Top of Supplied entries

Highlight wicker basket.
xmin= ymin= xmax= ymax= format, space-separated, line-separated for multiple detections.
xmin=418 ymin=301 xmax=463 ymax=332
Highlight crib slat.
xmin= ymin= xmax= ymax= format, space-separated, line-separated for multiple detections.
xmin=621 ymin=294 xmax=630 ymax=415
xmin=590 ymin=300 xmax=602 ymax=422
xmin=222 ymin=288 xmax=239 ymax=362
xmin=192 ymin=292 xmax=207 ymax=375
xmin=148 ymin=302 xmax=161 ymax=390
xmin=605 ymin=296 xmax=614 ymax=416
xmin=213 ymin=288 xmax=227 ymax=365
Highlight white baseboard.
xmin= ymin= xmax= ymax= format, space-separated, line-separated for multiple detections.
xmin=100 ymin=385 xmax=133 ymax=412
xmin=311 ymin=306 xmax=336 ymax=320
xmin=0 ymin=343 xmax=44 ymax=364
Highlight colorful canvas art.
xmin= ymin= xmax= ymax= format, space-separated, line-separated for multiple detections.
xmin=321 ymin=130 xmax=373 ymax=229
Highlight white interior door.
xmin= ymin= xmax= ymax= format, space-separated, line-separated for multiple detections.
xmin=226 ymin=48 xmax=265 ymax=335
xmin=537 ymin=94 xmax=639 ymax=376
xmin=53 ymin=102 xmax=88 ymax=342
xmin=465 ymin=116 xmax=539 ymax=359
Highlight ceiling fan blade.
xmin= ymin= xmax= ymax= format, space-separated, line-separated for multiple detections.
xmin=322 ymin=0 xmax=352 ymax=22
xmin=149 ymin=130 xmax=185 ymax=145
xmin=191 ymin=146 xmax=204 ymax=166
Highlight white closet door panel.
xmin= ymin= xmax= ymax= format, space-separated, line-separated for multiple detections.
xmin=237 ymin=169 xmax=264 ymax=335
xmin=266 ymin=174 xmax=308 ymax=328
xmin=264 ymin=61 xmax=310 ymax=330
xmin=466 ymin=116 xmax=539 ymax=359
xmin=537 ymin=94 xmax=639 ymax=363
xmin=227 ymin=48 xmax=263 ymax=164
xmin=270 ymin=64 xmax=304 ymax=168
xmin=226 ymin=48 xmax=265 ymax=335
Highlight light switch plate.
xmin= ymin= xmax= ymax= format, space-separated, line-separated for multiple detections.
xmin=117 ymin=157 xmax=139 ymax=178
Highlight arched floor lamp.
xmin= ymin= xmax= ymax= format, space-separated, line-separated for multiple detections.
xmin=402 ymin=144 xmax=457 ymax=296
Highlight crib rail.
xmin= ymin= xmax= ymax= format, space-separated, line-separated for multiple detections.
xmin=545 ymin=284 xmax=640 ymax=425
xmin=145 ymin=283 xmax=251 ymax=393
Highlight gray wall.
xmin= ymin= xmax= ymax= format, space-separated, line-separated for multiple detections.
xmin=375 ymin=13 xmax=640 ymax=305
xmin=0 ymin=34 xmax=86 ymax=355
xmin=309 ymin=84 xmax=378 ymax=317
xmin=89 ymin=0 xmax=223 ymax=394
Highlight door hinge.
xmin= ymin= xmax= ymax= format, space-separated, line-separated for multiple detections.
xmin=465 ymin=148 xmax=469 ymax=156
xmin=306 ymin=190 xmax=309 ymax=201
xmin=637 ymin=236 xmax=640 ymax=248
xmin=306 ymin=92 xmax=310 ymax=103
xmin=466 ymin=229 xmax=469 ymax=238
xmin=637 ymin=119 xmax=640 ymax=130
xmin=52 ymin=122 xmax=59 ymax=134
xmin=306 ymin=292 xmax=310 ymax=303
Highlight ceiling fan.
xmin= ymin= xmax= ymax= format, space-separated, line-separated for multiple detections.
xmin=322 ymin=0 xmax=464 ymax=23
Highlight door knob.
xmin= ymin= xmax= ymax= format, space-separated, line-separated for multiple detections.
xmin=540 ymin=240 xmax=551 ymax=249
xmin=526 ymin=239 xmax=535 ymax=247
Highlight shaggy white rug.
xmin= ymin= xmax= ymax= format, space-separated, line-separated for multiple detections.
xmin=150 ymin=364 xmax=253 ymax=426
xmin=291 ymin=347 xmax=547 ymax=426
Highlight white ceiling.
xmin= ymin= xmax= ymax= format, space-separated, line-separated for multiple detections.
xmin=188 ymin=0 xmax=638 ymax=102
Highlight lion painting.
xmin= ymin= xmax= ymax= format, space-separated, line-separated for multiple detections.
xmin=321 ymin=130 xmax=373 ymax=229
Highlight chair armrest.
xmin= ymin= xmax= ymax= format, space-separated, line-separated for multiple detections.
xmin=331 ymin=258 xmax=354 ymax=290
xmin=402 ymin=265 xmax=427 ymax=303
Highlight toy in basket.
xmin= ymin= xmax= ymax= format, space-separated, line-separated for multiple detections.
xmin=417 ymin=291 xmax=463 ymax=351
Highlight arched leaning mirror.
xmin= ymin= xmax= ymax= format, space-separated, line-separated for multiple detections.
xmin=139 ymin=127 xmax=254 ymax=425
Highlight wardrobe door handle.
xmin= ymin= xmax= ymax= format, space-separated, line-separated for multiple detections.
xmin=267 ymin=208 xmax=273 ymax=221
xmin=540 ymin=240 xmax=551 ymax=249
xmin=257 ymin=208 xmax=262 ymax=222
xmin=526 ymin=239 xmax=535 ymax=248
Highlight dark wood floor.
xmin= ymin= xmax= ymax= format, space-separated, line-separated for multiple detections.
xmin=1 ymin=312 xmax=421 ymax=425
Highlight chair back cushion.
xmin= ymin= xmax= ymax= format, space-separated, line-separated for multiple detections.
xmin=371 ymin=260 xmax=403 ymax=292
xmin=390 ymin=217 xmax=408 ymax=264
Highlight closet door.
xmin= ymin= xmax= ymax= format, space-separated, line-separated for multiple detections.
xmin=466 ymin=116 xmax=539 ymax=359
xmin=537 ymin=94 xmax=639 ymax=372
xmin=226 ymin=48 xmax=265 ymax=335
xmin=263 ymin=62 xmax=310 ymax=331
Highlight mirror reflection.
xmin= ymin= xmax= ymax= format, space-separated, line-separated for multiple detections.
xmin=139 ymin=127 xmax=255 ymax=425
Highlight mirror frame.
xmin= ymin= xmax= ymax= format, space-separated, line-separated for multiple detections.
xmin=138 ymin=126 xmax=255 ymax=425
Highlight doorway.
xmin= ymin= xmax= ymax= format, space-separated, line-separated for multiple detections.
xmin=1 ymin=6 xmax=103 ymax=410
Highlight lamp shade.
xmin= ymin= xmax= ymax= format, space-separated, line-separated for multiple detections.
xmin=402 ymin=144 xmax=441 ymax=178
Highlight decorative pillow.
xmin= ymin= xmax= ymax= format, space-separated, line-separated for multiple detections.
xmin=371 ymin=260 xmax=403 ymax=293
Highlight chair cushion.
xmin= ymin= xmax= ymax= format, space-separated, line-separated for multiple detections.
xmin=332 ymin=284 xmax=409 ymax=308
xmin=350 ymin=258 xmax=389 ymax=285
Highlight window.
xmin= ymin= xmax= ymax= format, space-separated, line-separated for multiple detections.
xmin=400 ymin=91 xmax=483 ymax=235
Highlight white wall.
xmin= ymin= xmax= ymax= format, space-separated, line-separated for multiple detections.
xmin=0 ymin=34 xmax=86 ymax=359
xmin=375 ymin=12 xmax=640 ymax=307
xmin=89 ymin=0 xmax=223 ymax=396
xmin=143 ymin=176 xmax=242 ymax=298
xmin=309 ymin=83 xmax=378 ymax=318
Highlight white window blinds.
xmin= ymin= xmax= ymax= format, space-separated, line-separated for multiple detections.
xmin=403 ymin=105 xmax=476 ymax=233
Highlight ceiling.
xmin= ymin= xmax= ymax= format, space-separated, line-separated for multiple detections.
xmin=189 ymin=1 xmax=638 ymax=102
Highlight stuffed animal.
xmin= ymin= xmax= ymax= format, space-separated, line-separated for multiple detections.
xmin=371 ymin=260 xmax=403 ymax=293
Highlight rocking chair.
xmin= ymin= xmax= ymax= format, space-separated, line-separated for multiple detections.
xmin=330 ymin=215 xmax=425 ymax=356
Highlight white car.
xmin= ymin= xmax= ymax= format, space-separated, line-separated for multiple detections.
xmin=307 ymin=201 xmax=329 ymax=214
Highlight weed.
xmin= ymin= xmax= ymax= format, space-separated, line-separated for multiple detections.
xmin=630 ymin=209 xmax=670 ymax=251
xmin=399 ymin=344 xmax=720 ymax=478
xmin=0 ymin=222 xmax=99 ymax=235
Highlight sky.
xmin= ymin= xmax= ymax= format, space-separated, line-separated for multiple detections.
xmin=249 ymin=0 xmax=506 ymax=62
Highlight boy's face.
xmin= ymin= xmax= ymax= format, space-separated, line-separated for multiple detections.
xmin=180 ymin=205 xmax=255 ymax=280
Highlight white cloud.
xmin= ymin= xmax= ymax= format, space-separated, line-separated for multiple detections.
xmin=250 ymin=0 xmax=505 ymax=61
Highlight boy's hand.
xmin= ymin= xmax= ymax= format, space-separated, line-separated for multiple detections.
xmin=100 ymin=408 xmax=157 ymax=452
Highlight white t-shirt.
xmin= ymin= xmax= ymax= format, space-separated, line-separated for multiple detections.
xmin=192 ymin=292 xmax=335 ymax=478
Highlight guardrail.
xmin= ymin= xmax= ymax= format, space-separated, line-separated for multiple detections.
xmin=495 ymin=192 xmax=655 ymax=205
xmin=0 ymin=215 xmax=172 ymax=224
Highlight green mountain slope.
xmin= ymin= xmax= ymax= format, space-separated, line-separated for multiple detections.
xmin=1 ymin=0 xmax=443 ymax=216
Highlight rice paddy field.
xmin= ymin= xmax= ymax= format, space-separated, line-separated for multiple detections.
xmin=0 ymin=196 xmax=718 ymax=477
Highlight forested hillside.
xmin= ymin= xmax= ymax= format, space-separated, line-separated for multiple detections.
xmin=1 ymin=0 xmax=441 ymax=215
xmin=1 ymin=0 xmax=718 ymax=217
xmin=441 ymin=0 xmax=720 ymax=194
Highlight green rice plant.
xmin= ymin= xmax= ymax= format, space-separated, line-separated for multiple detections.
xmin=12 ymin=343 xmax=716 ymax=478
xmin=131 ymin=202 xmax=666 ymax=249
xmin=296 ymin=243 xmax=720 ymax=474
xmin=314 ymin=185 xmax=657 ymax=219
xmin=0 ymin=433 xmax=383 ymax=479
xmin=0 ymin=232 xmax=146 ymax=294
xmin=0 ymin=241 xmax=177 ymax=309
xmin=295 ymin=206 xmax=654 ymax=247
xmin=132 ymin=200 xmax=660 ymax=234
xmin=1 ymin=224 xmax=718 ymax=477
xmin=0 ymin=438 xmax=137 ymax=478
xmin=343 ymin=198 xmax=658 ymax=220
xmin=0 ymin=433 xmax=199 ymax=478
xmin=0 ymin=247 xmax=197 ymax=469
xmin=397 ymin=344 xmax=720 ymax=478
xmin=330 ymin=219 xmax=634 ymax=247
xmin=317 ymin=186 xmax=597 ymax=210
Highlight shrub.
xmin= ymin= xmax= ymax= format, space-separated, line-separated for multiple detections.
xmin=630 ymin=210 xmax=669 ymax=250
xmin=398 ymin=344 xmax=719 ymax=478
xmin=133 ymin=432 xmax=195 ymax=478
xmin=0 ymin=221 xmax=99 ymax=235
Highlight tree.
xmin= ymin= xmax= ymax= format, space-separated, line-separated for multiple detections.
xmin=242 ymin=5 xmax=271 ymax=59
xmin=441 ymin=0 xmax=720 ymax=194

Bottom of Supplied entries

§ Your objective: Return each line of the records above in which the word "rice" occurs.

§ Result:
Highlight rice paddy field.
Highlight green rice plant.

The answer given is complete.